Text shown »

╭──

Mistakes are a natural part of investing. Even Warren Buffett (Trades, Portfolio), who is widely considered the world’s most knowledgeable investor, has made some serious errors in his career. In fact, Buffett has said acquiring Berkshire Hathaway (BRK.A, Financial)(BRK.B, Financial) was his biggest mistake, and look how that turned out.

Unless you can see into the future, mistakes will happen since no one can be 100% sure of what the future holds. The only thing you can control is how much you lose if an investment moves against you, which is why diversification is always encouraged.

Even though mistakes can be costly, I believe they are more valuable than profits. If you book a profit, then great you succeeded. But if you take a loss, most investors will look at the damage and try and question what they did wrong or right. Conducting a similar analysis for a winning position is difficult.

Based on my belief that you can learn more from mistakes than anything else, as part of my value investor interview series over at ValueWalk for some time now, I have been asking every investor interviewed to describe the biggest mistake of their career and what they learned from it.

In this article, I have rounded up some of the best responses. Hopefully you will be able to take something away from the guidance below.

Steven Kiel of Arquitos Capital

"Probably the biggest mistake since the launch of the partnership was JC Penney (JCP, Financial) during the Bill Ackman (Trades, Portfolio) hype. JC Penney was a company that I traditionally would not have had an interest, but I was drawn in by Ron Johnson. There were too many uncertain variables involved in that situation without even considering that retail is inherently unpredictable.

╰──

Required tasks »
a – List every person named in the article on investing mistakes.
b – Write out the part of the article on investing mistakes starting at "Based on my" and ending at "the guidance below.".
c – Pick up the article on investing mistakes right after its last sentence and keep writing.

Extracted information »
╭──

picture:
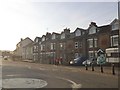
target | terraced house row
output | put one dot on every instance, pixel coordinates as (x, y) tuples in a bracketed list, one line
[(69, 45)]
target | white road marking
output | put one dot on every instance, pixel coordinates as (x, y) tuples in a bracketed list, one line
[(74, 85), (23, 83)]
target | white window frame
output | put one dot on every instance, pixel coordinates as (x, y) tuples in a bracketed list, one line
[(53, 36), (63, 36), (92, 30), (76, 55), (95, 42), (113, 43), (90, 43), (76, 45), (115, 26), (43, 39)]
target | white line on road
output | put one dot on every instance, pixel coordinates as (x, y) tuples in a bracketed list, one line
[(23, 83), (74, 85)]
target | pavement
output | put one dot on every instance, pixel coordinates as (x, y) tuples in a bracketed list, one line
[(108, 70)]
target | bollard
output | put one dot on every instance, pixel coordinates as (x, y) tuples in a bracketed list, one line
[(92, 67), (113, 69), (86, 66), (101, 68)]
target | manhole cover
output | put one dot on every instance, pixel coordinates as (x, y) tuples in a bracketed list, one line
[(23, 83)]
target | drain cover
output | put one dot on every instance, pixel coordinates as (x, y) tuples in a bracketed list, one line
[(23, 83)]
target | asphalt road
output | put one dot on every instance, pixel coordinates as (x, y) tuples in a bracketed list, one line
[(31, 75)]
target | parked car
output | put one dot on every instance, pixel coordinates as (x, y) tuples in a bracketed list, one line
[(5, 58), (90, 62), (77, 61)]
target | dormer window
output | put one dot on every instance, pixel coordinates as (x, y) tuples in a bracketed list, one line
[(53, 36), (36, 39), (115, 26), (63, 36), (92, 30), (43, 39), (78, 33)]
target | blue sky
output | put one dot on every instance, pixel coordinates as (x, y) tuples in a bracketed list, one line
[(31, 18)]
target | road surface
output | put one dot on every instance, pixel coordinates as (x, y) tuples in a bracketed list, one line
[(32, 75)]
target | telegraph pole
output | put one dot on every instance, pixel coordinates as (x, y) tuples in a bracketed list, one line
[(119, 27)]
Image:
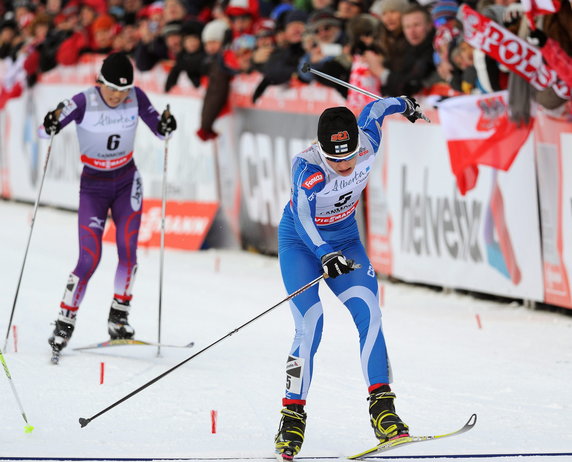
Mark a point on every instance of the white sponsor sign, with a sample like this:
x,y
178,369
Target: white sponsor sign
x,y
487,241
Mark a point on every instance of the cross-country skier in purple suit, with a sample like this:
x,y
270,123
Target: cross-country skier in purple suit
x,y
106,117
318,234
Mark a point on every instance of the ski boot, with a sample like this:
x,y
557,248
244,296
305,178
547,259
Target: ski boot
x,y
290,434
117,323
385,422
60,338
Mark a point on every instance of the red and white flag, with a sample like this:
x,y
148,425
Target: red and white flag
x,y
533,8
479,132
511,51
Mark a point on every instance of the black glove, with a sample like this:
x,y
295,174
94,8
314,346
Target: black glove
x,y
335,264
537,38
412,111
167,124
51,123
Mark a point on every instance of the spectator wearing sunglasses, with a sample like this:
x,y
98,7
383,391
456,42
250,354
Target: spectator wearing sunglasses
x,y
323,43
318,235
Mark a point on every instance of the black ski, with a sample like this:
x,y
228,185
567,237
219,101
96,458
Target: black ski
x,y
129,341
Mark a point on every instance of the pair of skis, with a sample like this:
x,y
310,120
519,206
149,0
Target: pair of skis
x,y
400,442
55,359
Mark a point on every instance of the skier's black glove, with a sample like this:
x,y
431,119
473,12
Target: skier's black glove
x,y
167,124
51,123
537,38
335,264
412,111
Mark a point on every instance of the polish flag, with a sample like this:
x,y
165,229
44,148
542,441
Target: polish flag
x,y
533,8
479,132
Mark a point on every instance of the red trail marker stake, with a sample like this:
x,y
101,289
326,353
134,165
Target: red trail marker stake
x,y
214,415
15,335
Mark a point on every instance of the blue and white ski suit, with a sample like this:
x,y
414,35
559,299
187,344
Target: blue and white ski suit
x,y
319,219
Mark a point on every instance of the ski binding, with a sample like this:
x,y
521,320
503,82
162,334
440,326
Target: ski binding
x,y
406,440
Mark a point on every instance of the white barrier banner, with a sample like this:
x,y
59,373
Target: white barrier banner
x,y
485,241
554,164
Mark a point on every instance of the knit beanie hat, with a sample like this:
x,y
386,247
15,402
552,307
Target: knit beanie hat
x,y
117,72
214,31
444,10
383,6
337,131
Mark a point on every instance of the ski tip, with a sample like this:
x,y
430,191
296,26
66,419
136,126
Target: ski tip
x,y
83,422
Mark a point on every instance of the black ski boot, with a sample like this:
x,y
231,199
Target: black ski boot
x,y
117,323
290,434
60,338
385,422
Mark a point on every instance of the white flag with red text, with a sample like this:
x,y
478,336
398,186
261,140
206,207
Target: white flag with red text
x,y
479,132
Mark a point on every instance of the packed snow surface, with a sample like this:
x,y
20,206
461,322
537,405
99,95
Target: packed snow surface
x,y
513,368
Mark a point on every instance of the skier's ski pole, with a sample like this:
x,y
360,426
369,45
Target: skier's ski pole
x,y
306,68
28,428
83,422
52,134
162,247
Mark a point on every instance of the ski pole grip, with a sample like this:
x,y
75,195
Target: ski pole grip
x,y
83,422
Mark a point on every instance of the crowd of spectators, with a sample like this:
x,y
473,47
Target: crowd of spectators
x,y
389,47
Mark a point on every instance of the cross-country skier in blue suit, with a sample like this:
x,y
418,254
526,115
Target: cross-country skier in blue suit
x,y
318,234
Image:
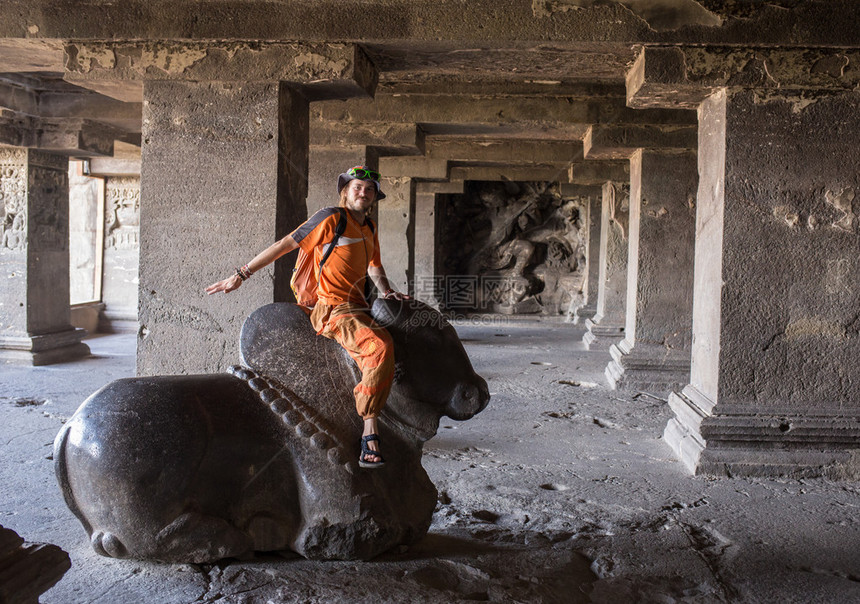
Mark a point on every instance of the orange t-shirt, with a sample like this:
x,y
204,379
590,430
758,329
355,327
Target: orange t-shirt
x,y
344,272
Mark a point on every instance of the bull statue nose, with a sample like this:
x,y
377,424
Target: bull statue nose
x,y
468,399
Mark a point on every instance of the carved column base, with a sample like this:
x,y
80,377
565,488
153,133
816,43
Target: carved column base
x,y
648,368
601,334
749,442
44,349
582,313
118,320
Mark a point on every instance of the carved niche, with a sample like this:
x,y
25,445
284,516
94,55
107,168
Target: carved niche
x,y
511,248
13,199
122,213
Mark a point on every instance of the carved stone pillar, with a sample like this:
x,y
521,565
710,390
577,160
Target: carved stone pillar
x,y
400,176
590,212
426,283
655,352
35,316
607,326
775,376
121,255
224,174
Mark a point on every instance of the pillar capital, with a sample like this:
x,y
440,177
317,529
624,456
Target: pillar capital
x,y
323,70
603,141
683,76
78,137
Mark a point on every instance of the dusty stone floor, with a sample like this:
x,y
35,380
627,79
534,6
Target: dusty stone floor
x,y
560,491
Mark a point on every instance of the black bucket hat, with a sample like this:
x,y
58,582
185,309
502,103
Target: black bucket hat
x,y
360,173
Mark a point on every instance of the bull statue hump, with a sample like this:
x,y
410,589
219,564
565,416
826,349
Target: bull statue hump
x,y
264,458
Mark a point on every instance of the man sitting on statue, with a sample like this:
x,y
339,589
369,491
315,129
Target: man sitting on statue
x,y
341,312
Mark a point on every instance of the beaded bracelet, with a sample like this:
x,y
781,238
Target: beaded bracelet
x,y
244,273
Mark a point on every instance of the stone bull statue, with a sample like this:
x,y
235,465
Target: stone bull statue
x,y
203,467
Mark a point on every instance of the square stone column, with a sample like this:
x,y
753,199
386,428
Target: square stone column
x,y
397,230
35,316
607,326
223,176
655,352
775,376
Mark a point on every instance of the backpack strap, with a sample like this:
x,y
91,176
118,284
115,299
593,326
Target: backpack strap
x,y
338,231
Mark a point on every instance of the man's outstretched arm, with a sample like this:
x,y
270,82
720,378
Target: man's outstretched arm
x,y
261,260
377,273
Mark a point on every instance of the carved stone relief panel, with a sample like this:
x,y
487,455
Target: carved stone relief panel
x,y
122,213
511,248
13,199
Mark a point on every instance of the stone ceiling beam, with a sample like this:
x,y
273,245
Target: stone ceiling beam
x,y
683,76
620,142
414,167
84,104
583,173
485,21
449,187
398,139
113,166
79,138
468,109
505,150
321,70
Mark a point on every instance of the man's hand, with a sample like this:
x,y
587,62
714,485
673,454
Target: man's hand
x,y
395,295
225,285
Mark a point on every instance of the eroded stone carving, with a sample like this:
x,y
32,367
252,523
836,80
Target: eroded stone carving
x,y
522,242
122,214
49,189
13,199
198,468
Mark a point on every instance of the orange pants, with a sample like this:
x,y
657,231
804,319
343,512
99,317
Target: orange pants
x,y
368,344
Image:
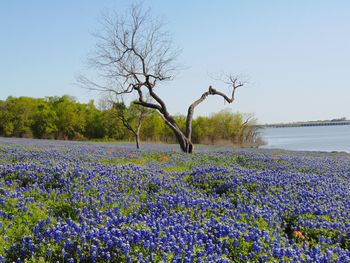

╰──

Final results »
a –
Warren Buffett
Steven Kiel
Bill Ackman
Ron Johnson

b –
Based on my belief that you can learn more from mistakes than anything else, as part of my value investor interview series over at ValueWalk for some time now, I have been asking every investor interviewed to describe the biggest mistake of their career and what they learned from it.

In this article, I have rounded up some of the best responses. Hopefully you will be able to take something away from the guidance below.

c –
From a different perspective, it was also a mistake to trim my ALJ Regional Holdings (ALJJ, Financial) position as it ran up. Good companies with solid, entrepreneurial management repeatedly find ways to create value. ALJJ is still a large holding, but our returns would be higher if I would not have sold off some of our holdings."

Scott Miller of Greenhaven Road Capital

"This is a humbling passion, so there have been many mistakes…On the individual stock basis – I got burned by Pinnacle Airlines, which went bankrupt and was a permanent loss of capital. I underestimated two factors with Pinnacle Airlines. The first is the board and management barely owned any stock. A decision to go into bankruptcy kept the company in the community and kept jobs that were seemingly a large motivation for the board and senior management (rightfully so) but I really don’t think they did everything they could to protect the ordinary shareholders like Greenhaven Road. One of the first things I do in researching any company now is to look at the insider ownership.

Pinnacle Airlines also had a customer concentration issue that I underestimated. They were beholden to one major airline that provided something like 85% of revenue. It was not a healthy supplier relationship. Given the weakness of their balance sheet when their customer wanted to renegotiate their 10-year contract and made a series of threats – the company was in a weak negotiating position. I will make different mistakes going forward, but I definitely have a greater appreciation for insider ownership and customer concentration than I did before."

Zeke Ashton (Trades, Portfolio), portfolio manager and founder of Centaur Capital Partners

"I’ve come to believe that learning to master the art of investing really boils down to finding a game that you can win, and then playing that game really well. I’ve come across all kinds of investors in my career, and all of the successful ones learn to differentiate the ideas that they can handle where they have some sort of system or approach that really works for them from ideas that they can’t handle or where they really aren’t any better at than the market at large. Value investing as a philosophy is actually a very broad framework, and there is a lot of room for many different styles, but starting with the idea that you are looking to buy underpriced securities is a pretty good place to start. Once you’ve mastered the basics, it is about developing a process that protects you from your own specific weaknesses and allows you to play to your strengths."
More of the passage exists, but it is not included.